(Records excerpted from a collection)
● ● ●

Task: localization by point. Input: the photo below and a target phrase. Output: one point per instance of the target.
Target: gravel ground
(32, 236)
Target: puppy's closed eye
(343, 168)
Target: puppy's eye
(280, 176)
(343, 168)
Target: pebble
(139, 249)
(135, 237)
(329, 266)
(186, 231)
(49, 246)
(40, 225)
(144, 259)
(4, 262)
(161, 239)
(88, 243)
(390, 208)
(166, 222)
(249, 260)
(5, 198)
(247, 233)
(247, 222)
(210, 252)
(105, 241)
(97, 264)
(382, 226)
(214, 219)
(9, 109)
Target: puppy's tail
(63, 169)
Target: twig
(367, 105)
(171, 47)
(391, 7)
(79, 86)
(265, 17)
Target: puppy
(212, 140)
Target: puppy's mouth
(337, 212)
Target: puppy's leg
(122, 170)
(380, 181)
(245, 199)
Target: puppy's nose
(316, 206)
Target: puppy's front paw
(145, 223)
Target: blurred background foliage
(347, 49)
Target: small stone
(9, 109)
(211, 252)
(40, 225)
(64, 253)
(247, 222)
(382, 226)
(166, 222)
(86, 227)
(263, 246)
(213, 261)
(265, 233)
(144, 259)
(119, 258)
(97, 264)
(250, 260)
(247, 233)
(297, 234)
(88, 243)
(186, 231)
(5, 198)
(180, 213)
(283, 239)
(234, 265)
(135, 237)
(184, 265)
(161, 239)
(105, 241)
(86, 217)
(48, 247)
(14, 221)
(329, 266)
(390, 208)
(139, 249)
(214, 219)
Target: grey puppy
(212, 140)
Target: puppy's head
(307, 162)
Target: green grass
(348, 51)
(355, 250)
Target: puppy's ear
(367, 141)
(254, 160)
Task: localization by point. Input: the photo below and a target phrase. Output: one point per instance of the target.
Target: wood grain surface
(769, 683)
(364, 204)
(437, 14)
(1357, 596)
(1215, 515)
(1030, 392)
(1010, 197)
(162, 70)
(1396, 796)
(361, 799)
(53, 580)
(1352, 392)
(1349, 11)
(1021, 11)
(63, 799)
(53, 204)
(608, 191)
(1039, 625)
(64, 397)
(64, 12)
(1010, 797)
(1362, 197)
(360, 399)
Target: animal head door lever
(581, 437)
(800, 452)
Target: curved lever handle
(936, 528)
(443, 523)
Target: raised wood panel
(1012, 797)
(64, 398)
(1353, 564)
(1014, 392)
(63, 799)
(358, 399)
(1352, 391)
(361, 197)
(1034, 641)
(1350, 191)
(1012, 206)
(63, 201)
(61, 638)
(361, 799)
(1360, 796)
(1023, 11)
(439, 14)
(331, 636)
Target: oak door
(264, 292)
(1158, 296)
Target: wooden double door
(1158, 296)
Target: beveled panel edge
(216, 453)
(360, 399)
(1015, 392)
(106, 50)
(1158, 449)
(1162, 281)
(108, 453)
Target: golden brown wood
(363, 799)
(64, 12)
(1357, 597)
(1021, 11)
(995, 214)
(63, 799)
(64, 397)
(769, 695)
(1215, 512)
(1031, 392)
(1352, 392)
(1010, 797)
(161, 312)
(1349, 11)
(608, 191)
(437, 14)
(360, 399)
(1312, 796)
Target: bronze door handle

● ● ●

→ **What to do**: All of the entries above are to be printed again exactly.

→ **Task solution**:
Task: localization by point. Input: the photo below and a target phrase. Output: one point per instance of the target.
Target: gravel ground
(32, 236)
Target: puppy's closed eye
(343, 168)
Target: puppy's eye
(280, 176)
(343, 168)
Target: pebble
(139, 249)
(135, 237)
(329, 266)
(186, 231)
(49, 246)
(40, 225)
(144, 259)
(4, 262)
(161, 239)
(88, 243)
(390, 208)
(166, 222)
(249, 260)
(5, 198)
(247, 233)
(247, 222)
(210, 252)
(105, 241)
(97, 264)
(382, 226)
(214, 219)
(9, 109)
Target: puppy's tail
(63, 169)
Target: twig
(367, 105)
(171, 47)
(391, 7)
(79, 86)
(265, 17)
Target: puppy
(212, 140)
Target: puppy's mouth
(337, 212)
Target: puppy's leg
(122, 170)
(380, 181)
(245, 199)
Target: puppy's nose
(316, 206)
Target: puppy's front paw
(145, 223)
Target: blurred background foliage
(347, 49)
Target: small stone
(9, 109)
(211, 252)
(40, 225)
(64, 253)
(247, 222)
(382, 226)
(166, 222)
(86, 227)
(263, 246)
(213, 261)
(265, 233)
(144, 259)
(119, 258)
(97, 264)
(250, 260)
(247, 233)
(297, 234)
(88, 243)
(186, 231)
(5, 198)
(180, 213)
(283, 239)
(234, 265)
(135, 237)
(184, 265)
(161, 239)
(105, 241)
(86, 217)
(48, 247)
(14, 221)
(329, 266)
(390, 208)
(139, 249)
(214, 219)
Target: grey puppy
(212, 140)
Target: puppy's head
(307, 162)
Target: green grass
(348, 51)
(355, 250)
Target: puppy's ear
(367, 141)
(254, 160)
Task: localization by point. Input: the photo below and a target phrase. Output: one point per instance of the target.
Target: wood grain surface
(769, 683)
(364, 204)
(437, 14)
(1357, 596)
(1215, 515)
(1030, 392)
(1010, 197)
(162, 70)
(1396, 796)
(361, 799)
(53, 580)
(1352, 392)
(1349, 11)
(1021, 11)
(63, 799)
(53, 204)
(608, 191)
(1039, 625)
(64, 397)
(64, 12)
(1010, 797)
(1362, 197)
(360, 399)
Target: animal head door lever
(581, 437)
(800, 452)
Target: curved lever handle
(936, 528)
(443, 523)
Target: raised wood panel
(1012, 797)
(64, 398)
(1353, 564)
(1014, 392)
(63, 799)
(358, 399)
(1352, 391)
(361, 197)
(1034, 641)
(1350, 191)
(1012, 206)
(63, 201)
(61, 638)
(361, 799)
(1360, 796)
(1023, 11)
(439, 14)
(331, 636)
Target: oak door
(264, 292)
(1158, 296)
Target: wooden double door
(1158, 296)
Target: beveled panel edge
(216, 453)
(360, 399)
(1015, 392)
(106, 50)
(1158, 449)
(1162, 281)
(108, 453)
Target: golden brown wood
(363, 799)
(64, 12)
(1357, 597)
(1021, 11)
(995, 214)
(63, 799)
(64, 397)
(769, 695)
(1215, 512)
(1031, 392)
(1352, 392)
(1010, 797)
(161, 312)
(1349, 11)
(608, 191)
(437, 14)
(360, 399)
(1312, 796)
Target: bronze door handle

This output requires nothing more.